▸ WRITTEN TASK: Starting at the line that contains "of the brown" and continuing through the last of the entries, write those lines out again with "passing-network plot" replaced by "heat map" and nothing else altered.

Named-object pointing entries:
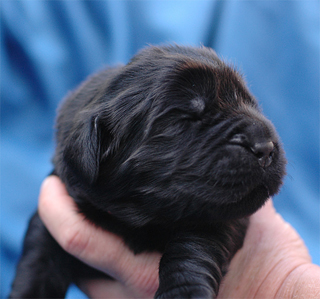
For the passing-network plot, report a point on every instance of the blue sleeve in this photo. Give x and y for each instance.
(48, 47)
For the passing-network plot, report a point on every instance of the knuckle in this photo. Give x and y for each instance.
(74, 241)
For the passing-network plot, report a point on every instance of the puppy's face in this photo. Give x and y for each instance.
(173, 136)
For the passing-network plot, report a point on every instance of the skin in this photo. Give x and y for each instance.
(273, 262)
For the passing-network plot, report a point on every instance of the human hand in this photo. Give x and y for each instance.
(273, 262)
(136, 276)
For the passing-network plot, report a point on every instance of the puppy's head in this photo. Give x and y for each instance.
(173, 136)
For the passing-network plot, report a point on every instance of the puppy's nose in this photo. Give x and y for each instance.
(264, 152)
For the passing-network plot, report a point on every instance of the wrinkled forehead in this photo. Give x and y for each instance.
(204, 82)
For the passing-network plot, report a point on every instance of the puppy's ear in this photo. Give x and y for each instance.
(82, 152)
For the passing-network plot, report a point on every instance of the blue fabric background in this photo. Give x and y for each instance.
(48, 47)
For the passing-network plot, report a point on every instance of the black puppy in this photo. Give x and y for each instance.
(172, 153)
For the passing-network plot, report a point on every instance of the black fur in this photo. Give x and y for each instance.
(172, 153)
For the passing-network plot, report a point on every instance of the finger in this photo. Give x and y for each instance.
(96, 247)
(101, 288)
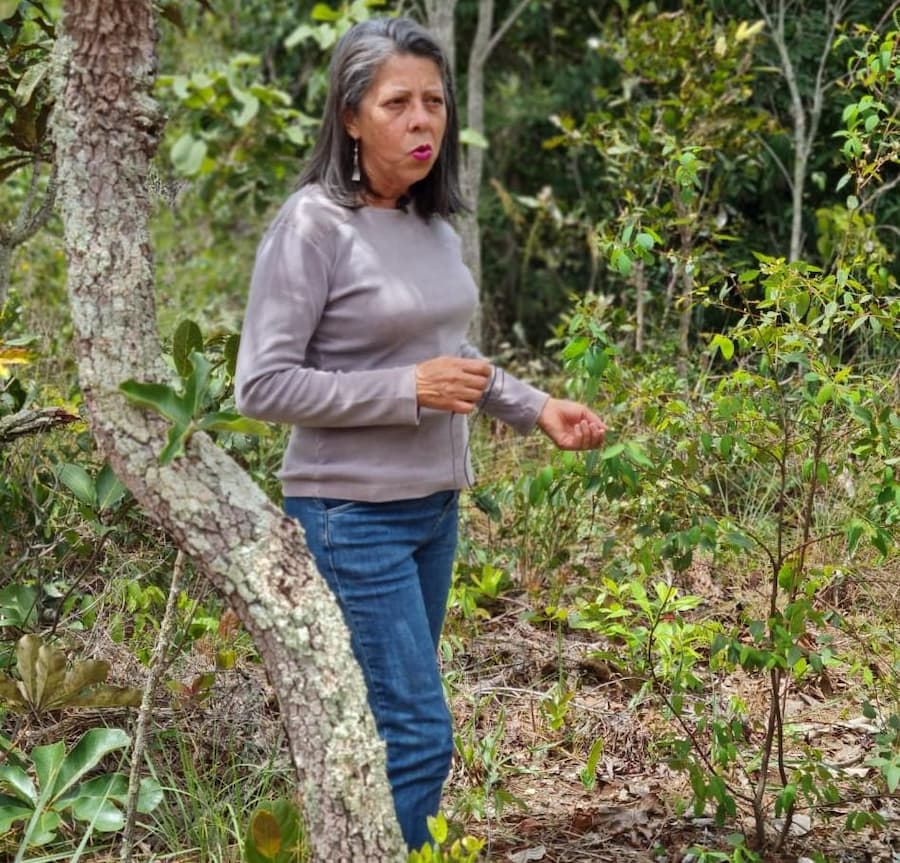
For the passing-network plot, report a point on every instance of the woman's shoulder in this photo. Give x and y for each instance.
(310, 213)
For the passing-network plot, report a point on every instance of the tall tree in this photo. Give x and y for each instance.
(806, 112)
(106, 127)
(440, 20)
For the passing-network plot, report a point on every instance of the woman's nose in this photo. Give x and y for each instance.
(419, 115)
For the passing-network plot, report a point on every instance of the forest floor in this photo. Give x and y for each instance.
(637, 808)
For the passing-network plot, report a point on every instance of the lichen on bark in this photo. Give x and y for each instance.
(105, 128)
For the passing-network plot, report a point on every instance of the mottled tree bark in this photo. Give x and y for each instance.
(439, 19)
(106, 127)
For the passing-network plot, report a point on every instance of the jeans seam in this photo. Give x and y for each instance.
(370, 681)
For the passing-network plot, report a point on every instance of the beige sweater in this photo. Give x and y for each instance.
(343, 304)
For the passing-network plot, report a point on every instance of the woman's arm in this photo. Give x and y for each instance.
(288, 293)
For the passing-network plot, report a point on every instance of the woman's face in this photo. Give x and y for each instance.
(400, 125)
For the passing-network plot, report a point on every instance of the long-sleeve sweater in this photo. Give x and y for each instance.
(343, 304)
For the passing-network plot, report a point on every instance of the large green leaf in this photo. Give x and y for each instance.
(150, 795)
(18, 782)
(109, 489)
(29, 81)
(95, 801)
(41, 667)
(8, 8)
(18, 605)
(44, 829)
(82, 675)
(186, 340)
(176, 440)
(157, 397)
(11, 811)
(274, 833)
(107, 696)
(87, 753)
(48, 761)
(78, 481)
(197, 383)
(10, 694)
(188, 154)
(231, 422)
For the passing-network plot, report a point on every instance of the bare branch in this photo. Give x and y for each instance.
(501, 30)
(778, 161)
(157, 666)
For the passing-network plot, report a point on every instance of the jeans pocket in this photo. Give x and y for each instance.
(337, 505)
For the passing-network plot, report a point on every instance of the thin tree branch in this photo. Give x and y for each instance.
(157, 663)
(501, 30)
(781, 166)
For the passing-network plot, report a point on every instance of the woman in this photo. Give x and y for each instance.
(355, 336)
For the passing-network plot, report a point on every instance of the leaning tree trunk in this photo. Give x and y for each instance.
(106, 127)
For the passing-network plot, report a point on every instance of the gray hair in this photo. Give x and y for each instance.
(357, 57)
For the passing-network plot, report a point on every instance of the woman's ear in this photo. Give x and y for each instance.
(350, 124)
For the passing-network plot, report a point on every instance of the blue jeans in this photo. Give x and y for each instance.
(389, 565)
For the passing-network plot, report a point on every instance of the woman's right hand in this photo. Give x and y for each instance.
(453, 384)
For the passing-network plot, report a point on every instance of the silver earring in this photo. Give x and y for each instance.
(355, 176)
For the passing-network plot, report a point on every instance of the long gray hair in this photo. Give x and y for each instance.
(357, 57)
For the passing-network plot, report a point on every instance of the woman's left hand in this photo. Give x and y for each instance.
(571, 425)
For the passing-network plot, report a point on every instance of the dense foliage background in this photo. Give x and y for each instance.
(689, 217)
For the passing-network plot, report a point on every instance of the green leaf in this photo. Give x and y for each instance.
(94, 801)
(41, 667)
(266, 834)
(48, 761)
(17, 781)
(612, 451)
(300, 34)
(10, 695)
(438, 828)
(645, 241)
(44, 830)
(30, 79)
(12, 811)
(733, 539)
(87, 753)
(18, 605)
(230, 351)
(176, 441)
(82, 675)
(197, 383)
(103, 815)
(323, 12)
(473, 138)
(724, 344)
(227, 421)
(78, 481)
(150, 795)
(186, 340)
(109, 489)
(637, 455)
(249, 108)
(188, 154)
(157, 397)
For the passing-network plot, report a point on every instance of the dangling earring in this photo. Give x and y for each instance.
(355, 176)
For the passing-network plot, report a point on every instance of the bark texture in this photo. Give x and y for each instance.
(106, 127)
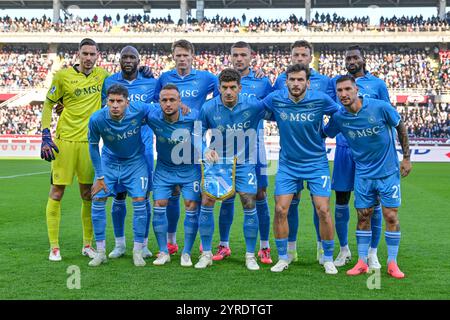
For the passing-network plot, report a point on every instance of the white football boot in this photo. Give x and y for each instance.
(55, 255)
(250, 262)
(117, 252)
(100, 257)
(138, 259)
(186, 260)
(204, 261)
(163, 258)
(280, 266)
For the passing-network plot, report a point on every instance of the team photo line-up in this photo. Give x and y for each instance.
(125, 110)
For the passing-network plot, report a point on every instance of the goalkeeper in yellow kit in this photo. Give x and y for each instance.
(78, 88)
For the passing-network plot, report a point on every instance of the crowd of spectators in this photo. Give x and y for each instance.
(23, 120)
(444, 71)
(21, 67)
(145, 23)
(432, 121)
(414, 24)
(400, 68)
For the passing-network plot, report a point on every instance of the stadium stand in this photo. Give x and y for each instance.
(21, 67)
(145, 23)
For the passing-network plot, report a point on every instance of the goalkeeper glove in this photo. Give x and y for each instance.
(47, 145)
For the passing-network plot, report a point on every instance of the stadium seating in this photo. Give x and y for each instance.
(144, 23)
(22, 67)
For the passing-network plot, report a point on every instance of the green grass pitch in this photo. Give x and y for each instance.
(26, 272)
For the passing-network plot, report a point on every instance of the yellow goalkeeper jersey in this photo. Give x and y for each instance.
(81, 96)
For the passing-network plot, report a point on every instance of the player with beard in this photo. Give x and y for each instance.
(342, 183)
(299, 113)
(141, 89)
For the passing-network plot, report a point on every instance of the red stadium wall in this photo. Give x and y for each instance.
(29, 147)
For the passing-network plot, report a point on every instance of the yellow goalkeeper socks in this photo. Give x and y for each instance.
(86, 220)
(53, 213)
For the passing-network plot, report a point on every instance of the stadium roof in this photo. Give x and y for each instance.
(173, 4)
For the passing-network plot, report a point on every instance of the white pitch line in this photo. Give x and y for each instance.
(24, 175)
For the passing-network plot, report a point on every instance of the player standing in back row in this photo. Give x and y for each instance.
(194, 87)
(253, 85)
(344, 166)
(299, 113)
(368, 126)
(302, 52)
(140, 88)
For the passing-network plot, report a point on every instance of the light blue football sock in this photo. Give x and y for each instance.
(376, 223)
(363, 241)
(316, 220)
(173, 214)
(206, 226)
(293, 220)
(393, 242)
(250, 229)
(148, 206)
(160, 227)
(139, 220)
(190, 229)
(99, 219)
(282, 248)
(118, 213)
(262, 208)
(328, 250)
(342, 217)
(226, 216)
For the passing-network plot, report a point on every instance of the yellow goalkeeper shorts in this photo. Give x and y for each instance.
(73, 159)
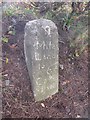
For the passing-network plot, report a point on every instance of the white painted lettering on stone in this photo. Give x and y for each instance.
(41, 54)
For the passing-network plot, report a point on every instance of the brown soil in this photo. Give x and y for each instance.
(18, 101)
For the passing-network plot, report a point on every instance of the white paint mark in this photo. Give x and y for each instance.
(37, 57)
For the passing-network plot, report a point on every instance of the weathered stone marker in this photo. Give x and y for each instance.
(41, 53)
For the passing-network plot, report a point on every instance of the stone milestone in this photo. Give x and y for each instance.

▸ THE SOLUTION:
For the heat map, report a point on every instance of the brown soil in this photo. Give x and y for each instance.
(18, 101)
For the heat map, report a point on every instance of the white paint mark in this photo. Give x and y for each instance.
(37, 57)
For the heat map, report a point on every instance of the weathered stone marker in this photo. Give x and y for each instance.
(41, 53)
For the heat map, report a point on every instance of the stone milestone in this photo. Give x and y for each instance.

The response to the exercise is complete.